> [Tâche courte A] Extrayez toutes les lignes qui contiennent le mot « instance ».

> [Extrait source]
▼

Les tests de Heavy Rain et de Beyond : Two Souls avaient été écrits par notre chère Eskarina à l’époque de leur sortie. Je vous invite donc à aller les lire si vous voulez vous faire un avis sur les jeux eux-mêmes puisqu’on va ici principalement s’intéresser au travail effectué sur les remasters plutôt que sur les œuvres elles-mêmes. Je me permettrai tout de même quelques réflexions sur les jeux puisque mon ressenti n’est pas le même que celui développé dans les tests ci-dessus.

 

Le lifting appliqué aux jeux améliore légèrement le rendu graphique
Le lifting appliqué aux jeux améliore légèrement le rendu graphique

 

Heavy Rien

 

Il n’y a pas énormément à dire sur ces remasters pour une raison simple : très peu de choses ont changé. C’est particulièrement vrai avec Heavy Rain. A part un léger lifting pour passer le jeu en 1080p, rien n’a bougé. Certes, la réalisation d’origine étant de bonne facture, le résultat est suffisant mais l’amélioration des graphismes ne corrige pas les quelques problèmes d’animation qui nous plongent parfois en plein milieu de l’Uncanny Valley (pour ceux qui ne connaissent pas ce terme, en gros il s’agit de l’effet exagéré des petites différences avec la réalité quand des visages créés de toute pièce se rapprochent trop [mais de manière imparfaite] de véritables visages humains. Plus c’est proche, plus on voit les imperfections et plus elles nous paraissent monstrueuses). Surtout, on aurait aimé que le studio profite de cette occasion pour refondre son système de déplacement (atroce au demeurant, voir le test d’Eskarina) de personnages pour en mettre un plus intuitif, par exemple en appliquant le système de Beyond : Two Souls comme cela avait été fait dans Uncharted : The Nathan Drake Collection. Ce n’est pas le cas, dommage. Reste que le jeu est un précurseur, ce qui justifie largement de le parcourir au moins une fois si ça n’a pas encore été fait.

 

Ethan s'inquiète pour son fils pendant que la pluie camoufle ses larmes. C'est beau l'eau !
Ethan s’inquiète pour son fils pendant que la pluie camoufle ses larmes. C’est beau l’eau !

 

Beyond : Two games

 

Le travail sur le second titre est quant à lui plus intéressant. Au delà du lifting auquel a aussi eu droit Beyond : Two Souls, on retrouve des petits gimmicks sympathiques comme l’utilisation des hauts-parleurs de la manette PS4 pour amener quelques effets sonores lors du contrôle d’Aiden – le fantôme qui fait équipe avec Jodie, pour rappel – ou pour appuyer les coups reçus par l’héroïne lorsque vous ratez votre QTE pendant une rixe. A côté de ça, David Cage et son équipe se sont également inspiré des jeux Telltale et de Life is Strange (ou Catherine qu’on oublie trop souvent) pour ajouter à la fin des séquences un écran récapitulatif montrant vos choix ainsi que le pourcentage de joueurs ayant emprunté le même chemin que vous. Ce n’est certes pas indispensable mais ça modernise un peu le jeu et c’est toujours intéressant (sans compter que ça peut vous révéler des possibilités auxquelles vous n’aviez même pas songé du genre « ah mais j’aurais pu faire en sorte de ne pas prendre part à cet affrontement ? »). Certaines séquences de jeu ont également été rendues un peu plus difficiles mais cela reste un jeu très simple dans lequel vous ne pouvez de toute façon pas perdre au sens strict du terme.

▲

[Étiquettes de points d'objets]
▼

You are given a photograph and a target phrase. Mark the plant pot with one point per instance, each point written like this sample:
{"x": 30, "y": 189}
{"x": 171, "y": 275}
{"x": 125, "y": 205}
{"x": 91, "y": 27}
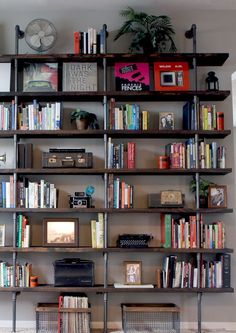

▲

> [Tâche courte B] Remplacez « la pluie » par « l'averse » dans l'extrait et recopiez tout ce qui va de « Ethan s'inquiète pour » jusqu'à « beau l’eau ! ».

> [Bonne réponse A]
You are given a photograph and a target phrase. Mark the plant pot with one point per instance, each point written like this sample:

> [Bonne réponse B]
Ethan s'inquiète pour son fils pendant que l'averse camoufle ses larmes. C'est beau l'eau !
Ethan s’inquiète pour son fils pendant que l'averse camoufle ses larmes. C’est beau l’eau !